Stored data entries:
*** Begin section ***

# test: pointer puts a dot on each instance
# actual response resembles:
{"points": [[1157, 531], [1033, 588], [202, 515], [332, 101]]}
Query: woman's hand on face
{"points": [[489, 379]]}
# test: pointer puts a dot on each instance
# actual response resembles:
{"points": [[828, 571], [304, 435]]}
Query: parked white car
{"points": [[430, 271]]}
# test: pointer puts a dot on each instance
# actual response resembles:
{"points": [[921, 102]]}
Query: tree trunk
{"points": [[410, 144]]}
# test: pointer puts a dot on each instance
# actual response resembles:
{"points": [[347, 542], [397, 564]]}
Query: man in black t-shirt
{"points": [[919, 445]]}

*** End section ***

*Task directions:*
The entries above are to be restated word for word.

*Answer below:*
# test: pointer puts a dot on each instance
# actual response resembles:
{"points": [[1157, 531], [1033, 588], [202, 515], [332, 101]]}
Query: woman's hand on face
{"points": [[489, 379]]}
# test: pointer puts a dot on each instance
# actual response resembles:
{"points": [[828, 571], [304, 435]]}
Query: parked white car
{"points": [[430, 271]]}
# test: pointer puts a dot on each instance
# actual response resembles:
{"points": [[921, 102]]}
Query: tree trunk
{"points": [[410, 144]]}
# test: pointer puts a dot on each instance
# actual response resembles:
{"points": [[347, 542], [397, 564]]}
Query: man in black t-shirt
{"points": [[919, 445]]}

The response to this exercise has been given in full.